=== About this exercise ===
Answer these from the text on ROCK2 deficiency:
1. What property of the Lucifer yellow microinjection process kept deep and superficial layer CA1 pyramidal cells from being distinguished?
2. Which sources provide feedforward excitation to basal dendrites on CA1 pyramidal neurons?
3. According to Jimenez et al., what did activating vCA1 axon terminals in the LHA increase?

=== Text ===
The complexity and polarized nature of the dendritic spine architectural changes among CA1 cells under ROCK2 deficiency likely have physiological ramifications at the cell and network level. Notably, the process of iontophoretic microinjection of Lucifer yellow is blind; therefore, we could not distinguish between deep and superficial layer CA1 pyramidal cells. Basal dendrites on CA1 pyramidal neurons receive feedforward excitation from hippocampal area CA2 as well as CA3 Schaffer collaterals, therefore changes in synaptic strength due to reduced length and head volume of basal mushroom spines could alter these cellular connections . Additionally, changes in CA1 basal dendritic spine morphology could affect excitatory–inhibitory microcircuits, including inhibition by parvalbumin-expressing basket cells . A gross overall reduction in dendritic spine head volume among apical dCA1 pyramidal dendrites could affect feedforward excitation from the medial and lateral entorhinal cortex as well as CA3 Schaffer collateral excitation . Finally, ROCK2 deficiency could be altering electrophysiological processes and network connectivity of CA1 pyramidal neurons that are beyond the noted dendritic spine phenotypes. Both deep and superficial layer CA1 pyramidal cells provide output to several cortical areas, including the mPFC and amygdala, but also the entorhinal cortex, retrosplenial cortex, subicular complex, nucleus accumbens, lateral septum, and lateral hypothalamus [72,73,74]. Disruption of these network connections may have contributed to the anxiety-like behavior exhibited by Cre/ROCK2fl/fl mice.
Despite the lack of dendritic spine density or morphology phenotypes in the mPFC or BLA of Cre/ROCK2fl/fl mice, it is possible that ROCK2 deficiency among excitatory neurons in these brain regions rendered the cells dysfunctional. However, it is also possible that projections from the vCA1 to the lateral hypothalamic area (LHA), but not to the BLA, is modulating the anxiety-like behavior in ROCK2 deficient mice. Elegant optogenetic studies by Jimenez et al. demonstrated that activation of vCA1 axon terminals in LHA increased anxiety and avoidance behaviors, showing that the vCA1-LHA pathway is a direct route by which the hippocampus can regulate anxiety . From this standpoint, the robust increases in spine length among vCA1 pyramidal cells in Cre/ROCK2fl/fl mice could alter the activity of these cells’ projections to the LHA, thus influencing the reactions in anxiogenic environments.

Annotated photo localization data
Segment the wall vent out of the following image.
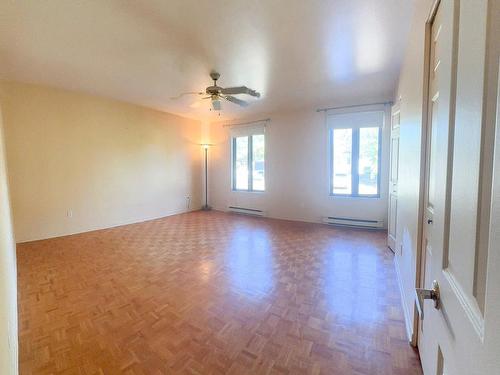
[323,216,384,229]
[228,206,265,216]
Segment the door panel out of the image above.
[417,0,500,375]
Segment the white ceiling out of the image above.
[0,0,414,119]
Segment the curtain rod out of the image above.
[222,118,271,128]
[316,102,393,112]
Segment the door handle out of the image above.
[415,280,441,319]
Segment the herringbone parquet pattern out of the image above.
[18,212,421,375]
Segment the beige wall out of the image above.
[0,82,201,242]
[209,109,389,228]
[0,99,17,375]
[395,0,432,339]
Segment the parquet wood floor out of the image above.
[17,212,421,375]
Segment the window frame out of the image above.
[329,126,383,199]
[231,132,267,193]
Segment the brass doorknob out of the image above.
[415,280,440,319]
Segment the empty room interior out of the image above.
[0,0,500,375]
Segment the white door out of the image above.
[417,0,500,375]
[387,105,400,252]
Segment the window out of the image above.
[330,112,383,197]
[233,134,266,191]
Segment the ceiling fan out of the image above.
[171,71,260,111]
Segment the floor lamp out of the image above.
[201,143,212,211]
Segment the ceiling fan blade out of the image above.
[221,86,260,98]
[224,95,248,107]
[212,99,220,111]
[170,91,205,100]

=== Answer to the problem ===
1. The process is blind.
2. Hippocampal area CA2 and CA3 Schaffer collaterals.
3. Anxiety and avoidance behaviors.